## Coordinate labeling data
_ _ _ _

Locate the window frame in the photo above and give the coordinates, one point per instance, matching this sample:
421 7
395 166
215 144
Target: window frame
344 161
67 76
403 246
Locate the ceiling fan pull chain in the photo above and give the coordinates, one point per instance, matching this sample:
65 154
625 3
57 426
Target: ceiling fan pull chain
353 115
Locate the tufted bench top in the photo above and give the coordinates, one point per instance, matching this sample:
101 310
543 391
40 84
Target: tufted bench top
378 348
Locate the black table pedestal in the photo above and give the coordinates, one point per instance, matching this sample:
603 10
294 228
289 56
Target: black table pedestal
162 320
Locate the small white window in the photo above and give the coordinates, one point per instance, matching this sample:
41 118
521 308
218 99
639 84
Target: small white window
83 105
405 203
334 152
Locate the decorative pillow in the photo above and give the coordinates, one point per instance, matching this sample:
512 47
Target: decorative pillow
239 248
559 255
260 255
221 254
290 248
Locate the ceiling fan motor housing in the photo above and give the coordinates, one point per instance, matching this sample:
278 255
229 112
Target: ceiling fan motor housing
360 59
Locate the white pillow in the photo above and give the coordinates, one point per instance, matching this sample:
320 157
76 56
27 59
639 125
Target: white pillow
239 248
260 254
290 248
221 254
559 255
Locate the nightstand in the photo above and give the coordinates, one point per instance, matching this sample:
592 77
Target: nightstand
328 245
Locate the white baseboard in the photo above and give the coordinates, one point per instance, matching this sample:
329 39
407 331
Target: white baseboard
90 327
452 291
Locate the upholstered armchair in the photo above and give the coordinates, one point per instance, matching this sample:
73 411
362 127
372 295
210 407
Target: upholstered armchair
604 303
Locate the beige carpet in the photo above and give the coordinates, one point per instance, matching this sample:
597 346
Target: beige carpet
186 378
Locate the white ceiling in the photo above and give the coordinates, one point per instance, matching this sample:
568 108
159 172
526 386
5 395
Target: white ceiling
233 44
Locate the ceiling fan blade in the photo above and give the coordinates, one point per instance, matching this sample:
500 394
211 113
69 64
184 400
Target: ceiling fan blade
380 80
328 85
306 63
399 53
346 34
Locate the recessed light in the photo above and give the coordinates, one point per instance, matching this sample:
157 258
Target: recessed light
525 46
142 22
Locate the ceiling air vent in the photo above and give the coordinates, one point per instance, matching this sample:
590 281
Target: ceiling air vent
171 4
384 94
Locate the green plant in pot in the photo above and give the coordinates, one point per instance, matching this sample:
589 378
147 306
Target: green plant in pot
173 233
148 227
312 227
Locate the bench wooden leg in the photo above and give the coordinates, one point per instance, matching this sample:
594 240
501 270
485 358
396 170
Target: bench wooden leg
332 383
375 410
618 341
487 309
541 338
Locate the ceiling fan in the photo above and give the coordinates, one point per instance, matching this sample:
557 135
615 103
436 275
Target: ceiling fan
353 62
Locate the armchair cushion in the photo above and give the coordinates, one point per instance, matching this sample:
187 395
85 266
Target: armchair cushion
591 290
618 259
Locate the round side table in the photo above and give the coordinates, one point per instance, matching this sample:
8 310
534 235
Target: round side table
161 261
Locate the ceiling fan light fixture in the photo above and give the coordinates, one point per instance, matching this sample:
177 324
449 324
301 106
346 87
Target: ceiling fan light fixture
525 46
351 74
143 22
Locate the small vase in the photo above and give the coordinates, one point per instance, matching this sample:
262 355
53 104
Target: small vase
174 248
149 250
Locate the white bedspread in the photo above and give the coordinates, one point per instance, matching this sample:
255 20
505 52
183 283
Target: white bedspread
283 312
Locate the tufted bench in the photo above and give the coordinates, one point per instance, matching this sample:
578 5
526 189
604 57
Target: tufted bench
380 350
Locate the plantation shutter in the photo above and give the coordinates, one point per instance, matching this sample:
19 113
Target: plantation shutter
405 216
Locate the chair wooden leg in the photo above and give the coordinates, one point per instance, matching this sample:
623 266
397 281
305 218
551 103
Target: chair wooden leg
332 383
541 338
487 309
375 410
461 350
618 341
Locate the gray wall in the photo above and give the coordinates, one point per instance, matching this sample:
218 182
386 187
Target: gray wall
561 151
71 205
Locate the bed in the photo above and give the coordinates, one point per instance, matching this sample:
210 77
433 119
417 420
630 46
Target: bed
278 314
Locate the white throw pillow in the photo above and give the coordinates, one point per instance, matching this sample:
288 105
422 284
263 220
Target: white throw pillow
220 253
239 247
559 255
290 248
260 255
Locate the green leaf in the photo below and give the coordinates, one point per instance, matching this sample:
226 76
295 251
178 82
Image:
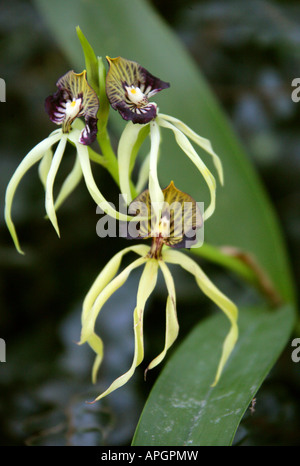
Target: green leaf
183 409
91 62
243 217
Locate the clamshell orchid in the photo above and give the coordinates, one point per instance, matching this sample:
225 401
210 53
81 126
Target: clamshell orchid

_ _ _ _

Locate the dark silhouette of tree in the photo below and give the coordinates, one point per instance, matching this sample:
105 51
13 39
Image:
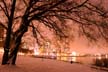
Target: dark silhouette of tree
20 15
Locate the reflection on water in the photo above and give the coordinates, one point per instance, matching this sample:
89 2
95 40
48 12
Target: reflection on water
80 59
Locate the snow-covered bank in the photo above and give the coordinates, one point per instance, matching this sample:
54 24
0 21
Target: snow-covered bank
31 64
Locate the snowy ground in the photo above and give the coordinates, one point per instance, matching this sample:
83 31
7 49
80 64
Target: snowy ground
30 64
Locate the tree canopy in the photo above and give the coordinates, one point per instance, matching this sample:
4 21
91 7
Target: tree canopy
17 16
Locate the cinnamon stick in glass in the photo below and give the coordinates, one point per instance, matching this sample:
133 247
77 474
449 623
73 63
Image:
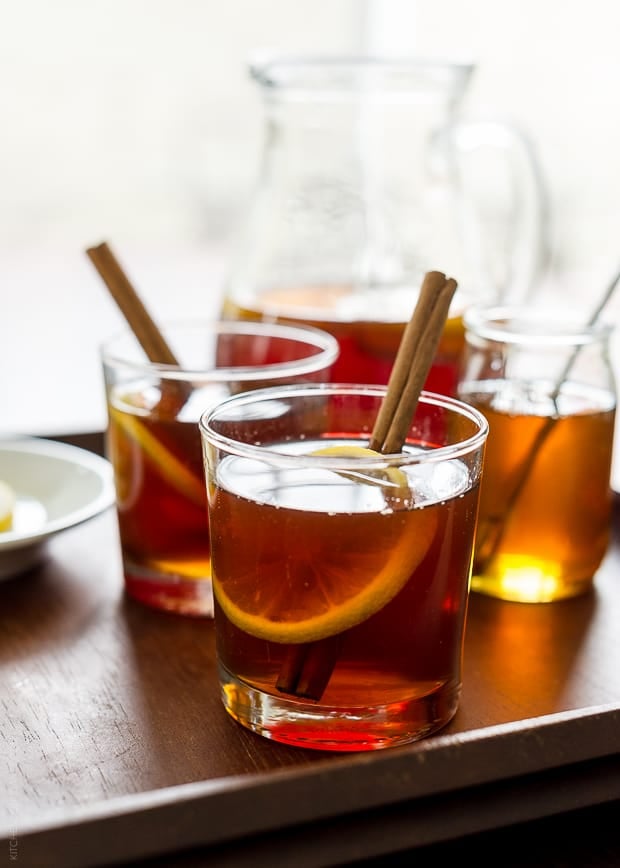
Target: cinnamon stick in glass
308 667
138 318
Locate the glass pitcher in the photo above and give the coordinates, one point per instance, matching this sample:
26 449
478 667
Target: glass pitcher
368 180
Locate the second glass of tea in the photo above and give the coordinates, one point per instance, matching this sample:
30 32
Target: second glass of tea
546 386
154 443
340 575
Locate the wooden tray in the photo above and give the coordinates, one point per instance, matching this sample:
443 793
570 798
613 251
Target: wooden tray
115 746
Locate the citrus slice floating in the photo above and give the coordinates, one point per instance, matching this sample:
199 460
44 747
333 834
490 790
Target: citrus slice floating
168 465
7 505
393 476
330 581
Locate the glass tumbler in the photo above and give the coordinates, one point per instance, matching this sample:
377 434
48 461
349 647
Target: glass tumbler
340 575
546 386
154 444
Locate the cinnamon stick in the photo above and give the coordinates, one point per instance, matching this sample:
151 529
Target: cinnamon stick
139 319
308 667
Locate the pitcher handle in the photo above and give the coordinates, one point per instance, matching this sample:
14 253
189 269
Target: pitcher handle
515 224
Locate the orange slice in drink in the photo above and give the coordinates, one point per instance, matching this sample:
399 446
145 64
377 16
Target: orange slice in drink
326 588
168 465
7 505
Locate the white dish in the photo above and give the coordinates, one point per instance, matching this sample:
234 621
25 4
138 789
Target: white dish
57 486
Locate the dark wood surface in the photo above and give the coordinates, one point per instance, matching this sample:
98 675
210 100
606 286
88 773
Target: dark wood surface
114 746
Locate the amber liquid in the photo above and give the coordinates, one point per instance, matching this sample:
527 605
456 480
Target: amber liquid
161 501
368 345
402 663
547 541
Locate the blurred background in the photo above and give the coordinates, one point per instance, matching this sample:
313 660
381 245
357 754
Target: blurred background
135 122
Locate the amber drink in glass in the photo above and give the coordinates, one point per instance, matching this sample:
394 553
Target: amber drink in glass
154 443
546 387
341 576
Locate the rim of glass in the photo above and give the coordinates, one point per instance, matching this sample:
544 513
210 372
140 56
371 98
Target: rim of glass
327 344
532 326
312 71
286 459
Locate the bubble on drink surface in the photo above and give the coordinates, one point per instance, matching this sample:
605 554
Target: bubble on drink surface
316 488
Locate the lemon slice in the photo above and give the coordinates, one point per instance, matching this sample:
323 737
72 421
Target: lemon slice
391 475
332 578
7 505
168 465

_ _ _ _

## Task requirements
Pick out and copy each line of the records above that contains the word "dark". Case counts.

## Answer
Locate the dark silhouette of tree in the photo below and give the coordinates, one point per instance, matching this sample:
Target: dark silhouette of tree
Locate the dark wood surface in the photo above and give the coordinates, one point per instance, matching this sample:
Target: dark wood surface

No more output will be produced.